Pick out every line in the entries below that contains the string "roof" and copy each one. Case counts, so only matches with the same capital and lowercase letters qualify.

-- START --

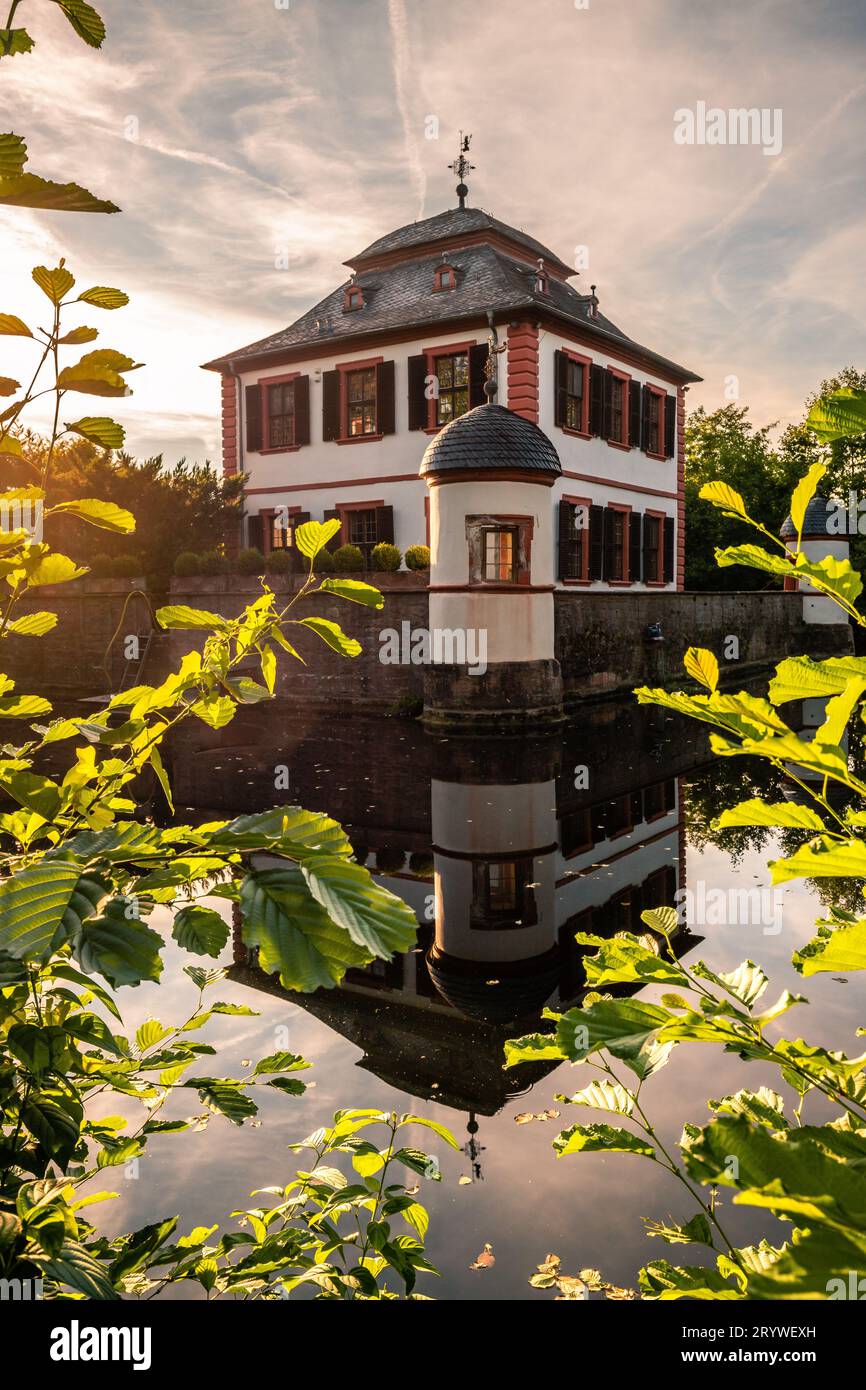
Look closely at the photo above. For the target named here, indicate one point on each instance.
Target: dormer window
(542, 280)
(445, 278)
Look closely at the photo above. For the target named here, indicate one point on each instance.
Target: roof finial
(462, 167)
(491, 370)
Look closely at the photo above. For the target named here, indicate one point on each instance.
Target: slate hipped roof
(491, 277)
(489, 437)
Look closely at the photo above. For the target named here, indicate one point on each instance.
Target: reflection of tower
(474, 1150)
(495, 951)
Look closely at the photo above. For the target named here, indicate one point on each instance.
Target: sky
(255, 145)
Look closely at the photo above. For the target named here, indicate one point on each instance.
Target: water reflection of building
(520, 861)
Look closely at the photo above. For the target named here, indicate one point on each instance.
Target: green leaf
(840, 952)
(224, 1097)
(123, 951)
(85, 21)
(34, 624)
(102, 431)
(592, 1139)
(287, 830)
(32, 904)
(293, 933)
(75, 1268)
(104, 514)
(93, 380)
(376, 919)
(702, 666)
(200, 930)
(104, 298)
(840, 414)
(624, 959)
(662, 1280)
(332, 635)
(602, 1096)
(14, 41)
(56, 282)
(14, 327)
(355, 591)
(312, 537)
(726, 498)
(802, 495)
(769, 813)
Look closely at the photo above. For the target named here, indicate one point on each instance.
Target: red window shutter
(670, 426)
(417, 396)
(560, 378)
(597, 399)
(566, 535)
(335, 540)
(384, 524)
(597, 542)
(635, 548)
(302, 412)
(384, 398)
(253, 419)
(669, 551)
(477, 367)
(331, 424)
(634, 414)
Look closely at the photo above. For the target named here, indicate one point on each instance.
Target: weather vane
(462, 167)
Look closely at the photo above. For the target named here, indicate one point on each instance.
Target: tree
(189, 506)
(724, 444)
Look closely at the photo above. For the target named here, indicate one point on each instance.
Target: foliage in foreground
(762, 1146)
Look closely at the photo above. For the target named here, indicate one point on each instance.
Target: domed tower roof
(815, 520)
(495, 439)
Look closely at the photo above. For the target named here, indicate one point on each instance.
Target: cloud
(266, 134)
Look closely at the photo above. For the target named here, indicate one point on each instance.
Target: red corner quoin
(680, 489)
(523, 370)
(230, 424)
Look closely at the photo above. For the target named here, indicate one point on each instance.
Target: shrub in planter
(250, 562)
(278, 562)
(417, 558)
(188, 563)
(385, 558)
(348, 558)
(213, 563)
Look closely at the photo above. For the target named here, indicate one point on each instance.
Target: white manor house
(331, 416)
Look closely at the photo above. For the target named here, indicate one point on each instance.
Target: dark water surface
(505, 849)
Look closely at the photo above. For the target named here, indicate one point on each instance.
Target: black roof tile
(489, 437)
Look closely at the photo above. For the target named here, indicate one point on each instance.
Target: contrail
(402, 78)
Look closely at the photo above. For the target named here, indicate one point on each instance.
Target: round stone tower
(824, 533)
(491, 583)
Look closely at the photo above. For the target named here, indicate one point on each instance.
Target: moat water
(503, 849)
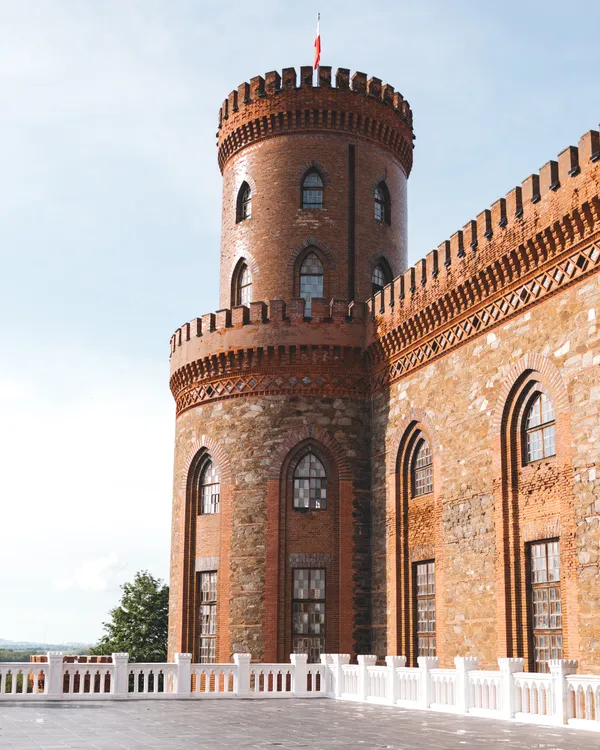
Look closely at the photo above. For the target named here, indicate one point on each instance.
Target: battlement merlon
(269, 324)
(548, 212)
(280, 104)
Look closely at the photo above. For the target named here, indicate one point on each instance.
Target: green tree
(139, 624)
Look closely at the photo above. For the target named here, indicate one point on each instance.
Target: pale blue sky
(109, 229)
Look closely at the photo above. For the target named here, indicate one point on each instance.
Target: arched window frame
(386, 273)
(311, 250)
(309, 489)
(544, 430)
(421, 468)
(312, 195)
(243, 208)
(382, 204)
(241, 294)
(209, 492)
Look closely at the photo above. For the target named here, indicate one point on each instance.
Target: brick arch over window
(245, 177)
(308, 539)
(547, 374)
(319, 435)
(311, 166)
(246, 256)
(418, 536)
(531, 503)
(218, 454)
(184, 594)
(377, 258)
(312, 242)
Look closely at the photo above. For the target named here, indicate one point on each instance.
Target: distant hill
(43, 647)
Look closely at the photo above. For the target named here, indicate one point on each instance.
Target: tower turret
(271, 521)
(305, 166)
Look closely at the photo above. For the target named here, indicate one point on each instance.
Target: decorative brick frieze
(559, 275)
(376, 116)
(324, 381)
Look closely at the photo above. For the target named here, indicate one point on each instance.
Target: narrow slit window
(424, 578)
(210, 489)
(244, 203)
(540, 429)
(207, 616)
(311, 281)
(545, 603)
(244, 286)
(312, 190)
(382, 204)
(422, 472)
(379, 278)
(310, 483)
(308, 612)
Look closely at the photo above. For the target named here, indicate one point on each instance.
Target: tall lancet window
(310, 483)
(311, 280)
(243, 209)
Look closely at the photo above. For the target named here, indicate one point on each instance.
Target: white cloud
(94, 575)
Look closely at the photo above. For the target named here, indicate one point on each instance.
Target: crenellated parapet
(280, 104)
(540, 237)
(270, 348)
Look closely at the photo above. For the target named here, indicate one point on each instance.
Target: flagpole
(319, 65)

-- END --

▸ **TASK RESPONSE**:
Target: roof finial
Target: slate hipped roof
Target: domed tower roof
Target: black roof tile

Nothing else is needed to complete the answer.